Working at our desired level of abstraction with models.

Now, we're working with `BaseLLM` - and their derivations. https://python.langchain.com/api_reference/core/language_models/langchain_core.language_models.llms.BaseLLM.html

Creating a custom LLM wrapper: https://python.langchain.com/docs/how_to/custom_llm/

Maybe for like adding prompt formatting; close me.

In [1]:
import json_repair
import json
from typing import Any, Tuple, cast
from shutil import rmtree
from langchain_huggingface.llms import HuggingFacePipeline
from rich import print as rprint, inspect
from langchain.llms.base import BaseLLM
from pathlib import Path
import torch
import transformers
import psutil
import os

offload_folder = "offload_to_disk_folder"

if Path(offload_folder).exists(): rmtree(offload_folder)

Path(offload_folder).mkdir(exist_ok=True)

# 1.5B, 3B, 7B variants, with and without gguf.
model_id: str = "katanemo/Arch-Function-3B.gguf"

## PROVIDED MATERIAL
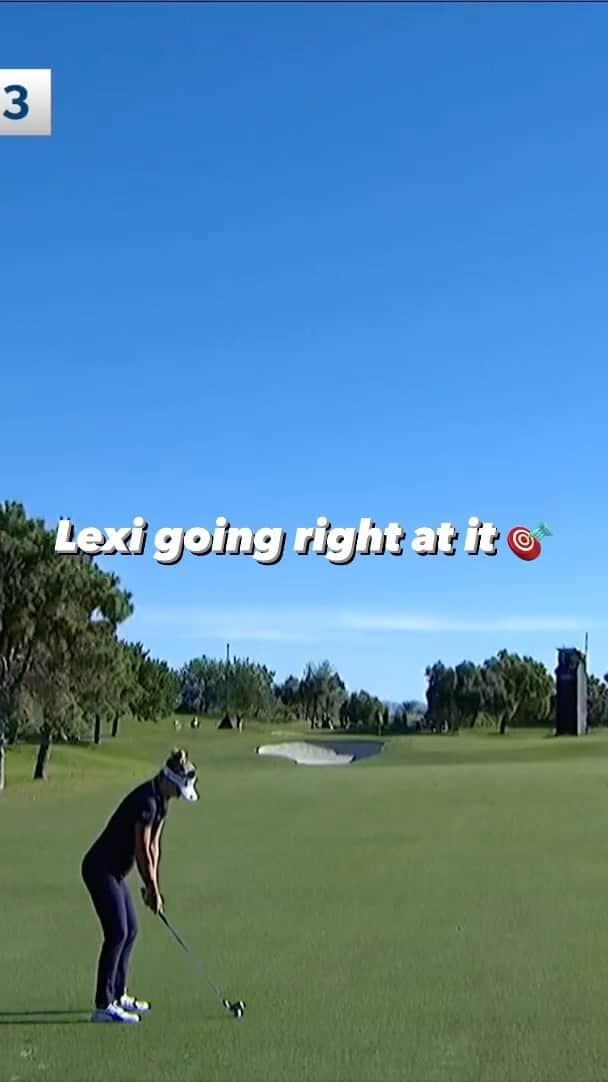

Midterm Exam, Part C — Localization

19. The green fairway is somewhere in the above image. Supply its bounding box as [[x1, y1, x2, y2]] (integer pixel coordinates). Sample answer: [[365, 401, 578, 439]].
[[0, 724, 608, 1082]]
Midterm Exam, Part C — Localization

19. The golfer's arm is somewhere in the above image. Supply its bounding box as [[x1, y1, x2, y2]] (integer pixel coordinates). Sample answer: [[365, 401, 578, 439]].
[[150, 830, 160, 889], [135, 822, 158, 890]]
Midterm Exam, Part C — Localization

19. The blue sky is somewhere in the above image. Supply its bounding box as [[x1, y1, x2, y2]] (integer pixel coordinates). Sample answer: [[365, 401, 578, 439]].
[[0, 4, 608, 699]]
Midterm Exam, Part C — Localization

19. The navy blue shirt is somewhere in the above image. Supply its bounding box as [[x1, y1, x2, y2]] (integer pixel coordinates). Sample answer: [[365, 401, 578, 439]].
[[85, 778, 168, 876]]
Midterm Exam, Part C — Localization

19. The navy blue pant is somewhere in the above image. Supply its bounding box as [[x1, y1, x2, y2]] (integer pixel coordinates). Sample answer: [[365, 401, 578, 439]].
[[82, 857, 137, 1008]]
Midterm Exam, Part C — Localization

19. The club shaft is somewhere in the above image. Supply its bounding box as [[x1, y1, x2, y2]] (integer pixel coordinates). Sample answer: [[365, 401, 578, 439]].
[[160, 913, 224, 1001]]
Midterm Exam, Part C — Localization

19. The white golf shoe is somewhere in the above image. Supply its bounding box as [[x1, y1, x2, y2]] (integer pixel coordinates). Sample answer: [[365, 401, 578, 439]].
[[91, 1003, 140, 1024], [118, 992, 150, 1014]]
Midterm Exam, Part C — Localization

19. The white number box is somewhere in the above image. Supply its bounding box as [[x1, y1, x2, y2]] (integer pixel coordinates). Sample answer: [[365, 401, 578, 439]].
[[0, 68, 51, 135]]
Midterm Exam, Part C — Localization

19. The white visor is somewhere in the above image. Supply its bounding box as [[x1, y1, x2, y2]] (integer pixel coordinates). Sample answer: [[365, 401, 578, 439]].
[[162, 766, 198, 803]]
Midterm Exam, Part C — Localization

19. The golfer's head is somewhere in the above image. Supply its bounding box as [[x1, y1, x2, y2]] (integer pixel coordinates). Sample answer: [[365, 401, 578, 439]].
[[160, 748, 198, 802]]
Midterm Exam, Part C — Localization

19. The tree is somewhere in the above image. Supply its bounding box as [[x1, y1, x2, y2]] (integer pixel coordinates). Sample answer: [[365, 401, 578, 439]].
[[586, 673, 608, 728], [425, 661, 458, 728], [300, 661, 347, 728], [485, 650, 554, 734], [0, 503, 133, 777]]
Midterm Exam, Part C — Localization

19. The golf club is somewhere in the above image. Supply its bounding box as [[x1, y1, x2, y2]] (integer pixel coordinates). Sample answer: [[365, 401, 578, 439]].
[[142, 889, 244, 1019]]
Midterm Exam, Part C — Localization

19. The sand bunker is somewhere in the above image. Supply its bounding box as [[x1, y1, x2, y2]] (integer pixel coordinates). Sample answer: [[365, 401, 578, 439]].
[[256, 740, 383, 766]]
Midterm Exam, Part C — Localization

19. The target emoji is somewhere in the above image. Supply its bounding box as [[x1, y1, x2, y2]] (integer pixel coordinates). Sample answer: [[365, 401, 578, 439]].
[[506, 523, 552, 560]]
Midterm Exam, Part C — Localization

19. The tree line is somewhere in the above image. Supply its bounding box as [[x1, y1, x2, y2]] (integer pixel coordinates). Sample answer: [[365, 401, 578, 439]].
[[0, 502, 608, 789]]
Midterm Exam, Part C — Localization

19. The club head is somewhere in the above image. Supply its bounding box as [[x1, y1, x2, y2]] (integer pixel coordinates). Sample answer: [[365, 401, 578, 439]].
[[223, 1000, 244, 1018]]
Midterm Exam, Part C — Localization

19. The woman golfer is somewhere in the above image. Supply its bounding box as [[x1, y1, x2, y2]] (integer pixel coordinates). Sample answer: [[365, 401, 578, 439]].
[[82, 749, 198, 1022]]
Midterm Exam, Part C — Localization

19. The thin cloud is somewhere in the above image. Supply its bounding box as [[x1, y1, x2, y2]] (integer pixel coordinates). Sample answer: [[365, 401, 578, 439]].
[[127, 606, 598, 643]]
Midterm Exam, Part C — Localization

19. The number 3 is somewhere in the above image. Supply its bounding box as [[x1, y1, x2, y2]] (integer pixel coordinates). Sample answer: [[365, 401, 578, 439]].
[[2, 83, 29, 120]]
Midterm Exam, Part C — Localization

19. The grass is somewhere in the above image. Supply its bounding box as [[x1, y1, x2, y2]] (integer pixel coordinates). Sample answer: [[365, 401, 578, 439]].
[[0, 723, 608, 1082]]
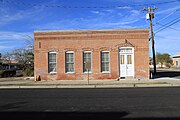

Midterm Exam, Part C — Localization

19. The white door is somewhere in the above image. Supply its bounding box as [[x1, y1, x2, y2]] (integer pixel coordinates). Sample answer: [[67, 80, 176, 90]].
[[119, 47, 134, 77]]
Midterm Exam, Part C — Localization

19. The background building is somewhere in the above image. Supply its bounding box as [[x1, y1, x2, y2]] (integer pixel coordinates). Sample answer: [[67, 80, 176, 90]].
[[34, 29, 149, 80], [173, 52, 180, 68]]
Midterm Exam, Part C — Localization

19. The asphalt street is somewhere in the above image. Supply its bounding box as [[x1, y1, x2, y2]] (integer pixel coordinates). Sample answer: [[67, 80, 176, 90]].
[[0, 87, 180, 119]]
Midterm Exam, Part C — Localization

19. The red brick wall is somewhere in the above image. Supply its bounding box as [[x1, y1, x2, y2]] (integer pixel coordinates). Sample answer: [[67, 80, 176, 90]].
[[34, 29, 149, 80]]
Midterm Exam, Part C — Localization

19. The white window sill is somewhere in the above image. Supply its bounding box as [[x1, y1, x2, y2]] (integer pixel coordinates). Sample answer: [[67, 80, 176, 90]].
[[66, 72, 75, 74], [49, 72, 57, 75], [83, 72, 92, 74], [101, 71, 111, 74]]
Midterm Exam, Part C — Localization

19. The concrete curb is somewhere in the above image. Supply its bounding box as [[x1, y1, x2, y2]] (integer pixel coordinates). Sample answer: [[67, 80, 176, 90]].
[[0, 83, 180, 89]]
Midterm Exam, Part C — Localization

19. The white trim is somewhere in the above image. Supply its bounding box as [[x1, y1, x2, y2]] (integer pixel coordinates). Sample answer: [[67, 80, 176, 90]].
[[48, 52, 57, 54], [100, 50, 111, 73], [65, 50, 74, 53], [82, 51, 92, 73], [65, 51, 75, 74], [118, 47, 135, 77], [48, 51, 58, 74]]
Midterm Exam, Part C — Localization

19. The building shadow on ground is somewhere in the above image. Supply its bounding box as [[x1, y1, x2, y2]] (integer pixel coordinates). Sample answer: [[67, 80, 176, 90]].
[[0, 112, 180, 120], [152, 70, 180, 78]]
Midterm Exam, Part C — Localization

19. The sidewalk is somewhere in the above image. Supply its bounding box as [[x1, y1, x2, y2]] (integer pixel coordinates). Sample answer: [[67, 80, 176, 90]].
[[0, 77, 180, 88]]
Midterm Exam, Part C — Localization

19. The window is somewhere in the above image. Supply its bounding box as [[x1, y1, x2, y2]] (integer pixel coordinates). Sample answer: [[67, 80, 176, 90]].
[[66, 52, 74, 73], [101, 51, 109, 72], [120, 55, 124, 64], [83, 51, 91, 72], [39, 42, 41, 48], [48, 52, 57, 73], [127, 55, 132, 64]]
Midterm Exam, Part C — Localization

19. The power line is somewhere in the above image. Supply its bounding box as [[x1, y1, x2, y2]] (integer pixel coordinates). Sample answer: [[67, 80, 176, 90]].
[[0, 0, 180, 8], [155, 19, 180, 34], [157, 23, 180, 31], [155, 17, 180, 31], [155, 7, 180, 24]]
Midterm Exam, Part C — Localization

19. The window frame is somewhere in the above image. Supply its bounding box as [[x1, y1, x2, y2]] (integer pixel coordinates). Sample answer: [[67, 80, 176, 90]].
[[65, 51, 75, 74], [82, 51, 92, 73], [100, 51, 110, 73], [48, 52, 57, 74]]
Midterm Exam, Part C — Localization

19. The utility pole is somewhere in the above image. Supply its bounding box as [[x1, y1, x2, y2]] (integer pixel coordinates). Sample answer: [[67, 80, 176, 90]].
[[143, 7, 157, 74]]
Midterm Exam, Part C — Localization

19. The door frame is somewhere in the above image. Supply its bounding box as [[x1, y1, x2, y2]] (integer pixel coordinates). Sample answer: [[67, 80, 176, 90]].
[[118, 47, 135, 78]]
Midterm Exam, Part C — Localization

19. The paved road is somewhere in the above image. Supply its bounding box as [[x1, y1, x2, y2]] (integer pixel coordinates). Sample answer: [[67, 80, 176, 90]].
[[0, 87, 180, 120], [155, 69, 180, 79]]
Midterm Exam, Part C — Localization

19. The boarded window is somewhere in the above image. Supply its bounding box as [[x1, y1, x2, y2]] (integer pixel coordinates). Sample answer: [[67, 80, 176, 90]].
[[83, 51, 91, 72], [66, 52, 74, 73], [48, 52, 57, 73], [101, 51, 110, 72]]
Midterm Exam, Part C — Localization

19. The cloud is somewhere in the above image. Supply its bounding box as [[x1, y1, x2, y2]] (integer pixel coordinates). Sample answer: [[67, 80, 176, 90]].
[[0, 31, 33, 41], [91, 10, 100, 14], [156, 5, 180, 15], [117, 6, 132, 9], [0, 45, 10, 50]]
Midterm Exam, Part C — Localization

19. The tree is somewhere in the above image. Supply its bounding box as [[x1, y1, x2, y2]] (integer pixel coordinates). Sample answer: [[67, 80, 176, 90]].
[[156, 53, 173, 67]]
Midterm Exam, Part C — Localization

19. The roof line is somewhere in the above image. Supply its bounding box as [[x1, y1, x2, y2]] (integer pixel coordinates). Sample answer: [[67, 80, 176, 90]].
[[34, 28, 149, 32]]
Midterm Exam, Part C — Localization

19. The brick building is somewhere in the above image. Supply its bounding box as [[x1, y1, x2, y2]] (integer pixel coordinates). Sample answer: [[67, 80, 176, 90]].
[[34, 29, 149, 80]]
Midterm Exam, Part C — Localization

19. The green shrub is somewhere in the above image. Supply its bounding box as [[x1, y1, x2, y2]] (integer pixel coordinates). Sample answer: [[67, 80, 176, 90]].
[[0, 70, 16, 78]]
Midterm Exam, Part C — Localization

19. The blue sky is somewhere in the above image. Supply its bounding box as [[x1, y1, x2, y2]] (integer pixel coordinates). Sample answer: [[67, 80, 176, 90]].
[[0, 0, 180, 55]]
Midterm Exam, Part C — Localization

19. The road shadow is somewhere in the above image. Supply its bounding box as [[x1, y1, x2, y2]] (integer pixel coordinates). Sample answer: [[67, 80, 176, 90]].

## LIST OF TASKS
a – In the LangChain page, list every module brought in with a plain `import` statement rather than a `from ... import` line.
b – Please return, word for word, the part of the LangChain page between "Working at our" and "formatting; close me.", inclusive.
None of the data is needed here.

## ANSWERS TO THIS EXERCISE
a – json_repair, json, torch, transformers, psutil, os

b –
Working at our desired level of abstraction with models.

Now, we're working with `BaseLLM` - and their derivations. https://python.langchain.com/api_reference/core/language_models/langchain_core.language_models.llms.BaseLLM.html

Creating a custom LLM wrapper: https://python.langchain.com/docs/how_to/custom_llm/

Maybe for like adding prompt formatting; close me.